Instruction: Return, without any changes, the lines from the one with "the black metal railing" to the one with "x=620, y=890", including both of those lines.

** Start **

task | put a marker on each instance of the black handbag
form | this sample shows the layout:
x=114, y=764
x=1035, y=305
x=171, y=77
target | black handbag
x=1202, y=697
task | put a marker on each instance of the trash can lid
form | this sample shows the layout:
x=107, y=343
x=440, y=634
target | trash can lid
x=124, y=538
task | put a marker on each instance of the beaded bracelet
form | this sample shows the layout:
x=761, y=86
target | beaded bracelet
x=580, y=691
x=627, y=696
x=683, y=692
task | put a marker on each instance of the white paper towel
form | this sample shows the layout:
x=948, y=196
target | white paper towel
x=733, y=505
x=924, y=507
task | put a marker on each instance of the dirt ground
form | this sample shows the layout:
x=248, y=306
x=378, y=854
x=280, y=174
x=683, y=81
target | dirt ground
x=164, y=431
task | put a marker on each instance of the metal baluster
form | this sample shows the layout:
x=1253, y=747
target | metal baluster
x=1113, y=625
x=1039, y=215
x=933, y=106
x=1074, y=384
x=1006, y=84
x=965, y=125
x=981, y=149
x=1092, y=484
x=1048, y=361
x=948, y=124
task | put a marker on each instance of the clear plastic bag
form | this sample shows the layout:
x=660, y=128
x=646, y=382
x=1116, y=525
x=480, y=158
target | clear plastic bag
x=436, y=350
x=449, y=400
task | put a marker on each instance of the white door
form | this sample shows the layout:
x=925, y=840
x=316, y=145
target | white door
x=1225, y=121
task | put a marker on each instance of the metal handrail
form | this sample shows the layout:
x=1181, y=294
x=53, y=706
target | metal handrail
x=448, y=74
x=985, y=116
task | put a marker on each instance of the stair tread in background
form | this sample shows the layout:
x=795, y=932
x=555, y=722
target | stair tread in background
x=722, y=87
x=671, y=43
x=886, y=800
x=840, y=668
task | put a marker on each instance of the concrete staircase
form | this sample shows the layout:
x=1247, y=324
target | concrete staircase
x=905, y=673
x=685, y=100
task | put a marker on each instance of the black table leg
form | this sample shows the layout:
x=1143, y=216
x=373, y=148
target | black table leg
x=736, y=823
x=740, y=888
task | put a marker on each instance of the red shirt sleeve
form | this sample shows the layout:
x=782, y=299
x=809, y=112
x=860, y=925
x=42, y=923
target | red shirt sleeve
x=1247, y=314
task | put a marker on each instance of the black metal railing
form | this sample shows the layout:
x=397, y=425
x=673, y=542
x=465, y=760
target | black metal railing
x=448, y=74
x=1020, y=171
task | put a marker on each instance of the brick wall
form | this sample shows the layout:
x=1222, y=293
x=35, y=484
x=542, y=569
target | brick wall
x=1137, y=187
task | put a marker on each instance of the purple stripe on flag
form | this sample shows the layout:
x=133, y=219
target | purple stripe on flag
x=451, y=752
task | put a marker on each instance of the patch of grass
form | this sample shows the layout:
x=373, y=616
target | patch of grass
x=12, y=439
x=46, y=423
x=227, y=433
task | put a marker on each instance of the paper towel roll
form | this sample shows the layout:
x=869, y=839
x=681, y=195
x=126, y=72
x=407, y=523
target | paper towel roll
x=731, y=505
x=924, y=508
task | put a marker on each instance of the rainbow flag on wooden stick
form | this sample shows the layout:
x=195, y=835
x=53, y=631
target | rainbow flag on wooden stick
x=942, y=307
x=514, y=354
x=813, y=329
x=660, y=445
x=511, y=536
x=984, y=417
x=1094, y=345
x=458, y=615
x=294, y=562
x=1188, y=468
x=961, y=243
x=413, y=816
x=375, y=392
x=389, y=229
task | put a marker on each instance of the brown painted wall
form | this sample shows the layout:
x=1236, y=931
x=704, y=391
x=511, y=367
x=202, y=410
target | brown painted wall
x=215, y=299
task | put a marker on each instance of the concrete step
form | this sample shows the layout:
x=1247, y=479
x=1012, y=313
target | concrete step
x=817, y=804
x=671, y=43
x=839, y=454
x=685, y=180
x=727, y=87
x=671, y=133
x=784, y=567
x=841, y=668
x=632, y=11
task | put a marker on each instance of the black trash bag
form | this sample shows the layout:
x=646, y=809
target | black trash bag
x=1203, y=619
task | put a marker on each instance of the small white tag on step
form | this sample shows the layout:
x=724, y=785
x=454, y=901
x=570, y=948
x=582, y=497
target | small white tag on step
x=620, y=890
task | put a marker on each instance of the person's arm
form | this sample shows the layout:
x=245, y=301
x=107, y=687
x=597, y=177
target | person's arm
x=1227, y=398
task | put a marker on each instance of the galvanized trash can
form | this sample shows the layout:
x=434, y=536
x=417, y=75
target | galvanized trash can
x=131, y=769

** End **

Exercise response:
task | put a marker on each instance of the black metal railing
form | this sample shows the layout:
x=397, y=425
x=673, y=542
x=465, y=760
target | black metal railing
x=448, y=74
x=1020, y=171
task | put a marker on each instance of the brick wall
form | this sample shows the layout:
x=1222, y=293
x=35, y=484
x=542, y=569
target | brick wall
x=1137, y=187
task | put a marker on each instance of the purple stripe on flag
form | this sample shows the layout:
x=133, y=219
target | purple stripe on flag
x=451, y=752
task | put a marker on each instance of the patch of grass
form | this sample shows the layout:
x=373, y=616
target | patch of grass
x=12, y=439
x=46, y=423
x=227, y=433
task | put a marker on each instance of the paper towel roll
form | this sample shows the layout:
x=869, y=839
x=681, y=195
x=126, y=72
x=407, y=523
target | paper towel roll
x=731, y=505
x=924, y=508
task | put a marker on each instance of the rainbow flag on wooden stick
form | this sample shows the layout:
x=195, y=835
x=53, y=631
target | rainbow flag on wooden stick
x=942, y=307
x=514, y=354
x=813, y=329
x=660, y=445
x=511, y=536
x=984, y=417
x=1094, y=345
x=458, y=615
x=294, y=562
x=1188, y=468
x=961, y=243
x=413, y=816
x=375, y=392
x=389, y=229
task | put a marker on each instance of the brown painted wall
form | this sample shows the layout:
x=1236, y=931
x=704, y=391
x=511, y=367
x=202, y=410
target | brown painted wall
x=215, y=299
task | put a marker on each instance of the concrete step
form | this sample shows the layout:
x=1247, y=479
x=1012, y=313
target | concrete step
x=817, y=804
x=671, y=43
x=839, y=454
x=685, y=180
x=727, y=87
x=671, y=133
x=784, y=567
x=841, y=668
x=632, y=11
task | put a marker on each instance of the black trash bag
form | this sample shows the layout:
x=646, y=809
target | black trash bag
x=1203, y=619
task | put a marker on each instance of the small white tag on step
form | this sample shows the layout:
x=724, y=785
x=454, y=901
x=570, y=948
x=582, y=497
target | small white tag on step
x=620, y=890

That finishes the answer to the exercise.